### THE TASK
Write out the records below once more, exactly as they stand.

[BEGIN]

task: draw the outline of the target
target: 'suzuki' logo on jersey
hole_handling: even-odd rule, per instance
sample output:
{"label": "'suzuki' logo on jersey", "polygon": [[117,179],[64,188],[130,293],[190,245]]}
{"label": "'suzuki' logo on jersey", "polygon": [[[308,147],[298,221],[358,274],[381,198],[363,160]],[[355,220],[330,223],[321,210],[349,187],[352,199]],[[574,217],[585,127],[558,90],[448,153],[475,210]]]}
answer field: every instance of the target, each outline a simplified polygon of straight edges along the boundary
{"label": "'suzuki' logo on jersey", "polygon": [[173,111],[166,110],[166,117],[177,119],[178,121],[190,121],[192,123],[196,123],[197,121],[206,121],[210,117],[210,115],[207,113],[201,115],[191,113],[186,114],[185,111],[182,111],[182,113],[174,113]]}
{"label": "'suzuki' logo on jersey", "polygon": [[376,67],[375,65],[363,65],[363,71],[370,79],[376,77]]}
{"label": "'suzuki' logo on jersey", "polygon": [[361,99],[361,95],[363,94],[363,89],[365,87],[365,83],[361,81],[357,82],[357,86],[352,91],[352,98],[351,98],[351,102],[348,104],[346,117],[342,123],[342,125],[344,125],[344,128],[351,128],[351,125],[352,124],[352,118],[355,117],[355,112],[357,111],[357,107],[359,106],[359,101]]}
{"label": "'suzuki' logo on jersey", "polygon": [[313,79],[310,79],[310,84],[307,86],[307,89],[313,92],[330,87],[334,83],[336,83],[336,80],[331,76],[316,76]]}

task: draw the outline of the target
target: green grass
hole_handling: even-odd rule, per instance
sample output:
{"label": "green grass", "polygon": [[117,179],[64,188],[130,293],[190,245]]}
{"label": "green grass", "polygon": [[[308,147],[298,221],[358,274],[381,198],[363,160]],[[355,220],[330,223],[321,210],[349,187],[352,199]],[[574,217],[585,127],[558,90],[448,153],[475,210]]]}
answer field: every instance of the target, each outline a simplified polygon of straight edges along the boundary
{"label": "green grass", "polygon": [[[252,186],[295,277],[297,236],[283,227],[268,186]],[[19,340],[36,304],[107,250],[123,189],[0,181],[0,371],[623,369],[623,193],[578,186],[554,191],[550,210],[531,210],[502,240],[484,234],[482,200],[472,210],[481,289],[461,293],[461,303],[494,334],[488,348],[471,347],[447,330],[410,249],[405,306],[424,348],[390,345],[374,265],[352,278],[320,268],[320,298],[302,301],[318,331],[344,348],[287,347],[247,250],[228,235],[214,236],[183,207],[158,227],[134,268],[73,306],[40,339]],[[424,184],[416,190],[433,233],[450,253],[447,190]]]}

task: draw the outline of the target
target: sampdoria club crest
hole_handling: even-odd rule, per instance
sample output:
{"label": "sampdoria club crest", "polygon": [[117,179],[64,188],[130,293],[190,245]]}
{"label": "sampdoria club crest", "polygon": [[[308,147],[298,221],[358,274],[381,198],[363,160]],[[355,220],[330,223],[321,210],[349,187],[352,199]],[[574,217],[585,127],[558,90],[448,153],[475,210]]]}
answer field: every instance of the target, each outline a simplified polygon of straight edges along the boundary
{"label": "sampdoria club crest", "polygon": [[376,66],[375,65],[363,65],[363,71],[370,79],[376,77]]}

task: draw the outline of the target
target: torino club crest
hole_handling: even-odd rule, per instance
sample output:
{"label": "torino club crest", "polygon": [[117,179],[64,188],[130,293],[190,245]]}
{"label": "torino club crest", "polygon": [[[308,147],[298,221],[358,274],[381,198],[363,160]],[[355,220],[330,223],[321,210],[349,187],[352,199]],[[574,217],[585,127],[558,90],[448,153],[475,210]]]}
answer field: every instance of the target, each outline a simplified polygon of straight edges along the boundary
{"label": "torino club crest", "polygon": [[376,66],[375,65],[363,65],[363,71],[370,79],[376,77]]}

[END]

### RESPONSE TO THIS EXERCISE
task: draw the outline of the target
target: 'suzuki' logo on jersey
hole_handling: even-odd rule, per instance
sample output:
{"label": "'suzuki' logo on jersey", "polygon": [[117,179],[64,188],[130,293],[190,245]]}
{"label": "'suzuki' logo on jersey", "polygon": [[[308,147],[298,221],[358,274],[381,198],[363,160]],[[355,220],[330,223],[321,210],[349,187],[352,199]],[[574,217],[585,127],[558,90],[448,153],[475,210]]]}
answer field: every instance of the target, each outline a simplified polygon of straight edges along the boundary
{"label": "'suzuki' logo on jersey", "polygon": [[173,111],[166,110],[166,117],[177,119],[178,121],[190,121],[192,123],[196,123],[197,121],[206,121],[210,117],[210,115],[207,113],[201,115],[191,113],[186,114],[185,111],[182,111],[182,113],[174,113]]}
{"label": "'suzuki' logo on jersey", "polygon": [[376,67],[375,65],[363,65],[363,71],[370,79],[376,77]]}
{"label": "'suzuki' logo on jersey", "polygon": [[361,99],[361,95],[363,94],[363,89],[365,87],[365,83],[361,81],[357,82],[357,86],[352,91],[352,98],[351,98],[351,102],[348,104],[346,117],[342,123],[342,125],[344,125],[344,128],[351,128],[351,125],[352,124],[352,118],[355,117],[355,112],[357,111],[357,107],[359,106],[359,101]]}
{"label": "'suzuki' logo on jersey", "polygon": [[313,79],[310,79],[310,84],[307,86],[307,89],[313,92],[330,87],[334,83],[336,83],[336,80],[331,76],[316,76]]}

task: draw the outline of the target
target: green grass
hole_handling: even-odd rule, per instance
sample output:
{"label": "green grass", "polygon": [[117,179],[64,188],[130,293],[190,245]]}
{"label": "green grass", "polygon": [[[308,147],[298,221],[358,274],[381,198],[363,160]],[[355,220],[330,223],[321,210],[349,187],[352,199]],[[574,217],[585,127],[558,90],[448,153],[475,210]]]}
answer field: every instance of the target, each outline a simplified polygon of straight edges along the boundary
{"label": "green grass", "polygon": [[[252,186],[295,277],[297,236],[283,227],[268,186]],[[19,340],[36,304],[107,250],[123,189],[0,181],[0,371],[623,369],[623,193],[578,186],[554,191],[550,210],[531,210],[502,240],[484,234],[482,200],[472,210],[481,289],[461,293],[461,303],[494,334],[488,348],[471,347],[447,330],[410,249],[405,306],[424,348],[390,345],[374,265],[352,278],[320,268],[320,298],[302,301],[318,331],[344,348],[287,347],[247,250],[228,235],[214,236],[183,207],[158,227],[134,268],[73,306],[40,339]],[[424,184],[416,190],[433,233],[450,253],[447,190]]]}

task: draw the outline of the target
target: sampdoria club crest
hole_handling: even-odd rule, per instance
sample output:
{"label": "sampdoria club crest", "polygon": [[117,179],[64,188],[130,293],[190,245]]}
{"label": "sampdoria club crest", "polygon": [[[308,147],[298,221],[358,274],[381,198],[363,160]],[[355,220],[330,223],[321,210],[349,187],[352,199]],[[574,217],[585,127],[558,90],[448,153],[475,210]]]}
answer field: every instance of the target, each outline a simplified polygon of straight edges along the boundary
{"label": "sampdoria club crest", "polygon": [[376,66],[375,65],[363,65],[363,71],[370,79],[376,77]]}

task: draw the outline of the target
target: torino club crest
hole_handling: even-odd rule, per instance
sample output:
{"label": "torino club crest", "polygon": [[117,179],[64,188],[130,293],[190,245]]}
{"label": "torino club crest", "polygon": [[[308,147],[298,221],[358,274],[381,198],[363,160]],[[355,220],[330,223],[321,210],[349,187],[352,199]],[[574,217],[585,127],[558,90],[448,153],[475,210]]]}
answer field: every instance of the target, each outline a simplified polygon of straight edges along the boundary
{"label": "torino club crest", "polygon": [[376,66],[375,65],[363,65],[363,71],[370,79],[376,77]]}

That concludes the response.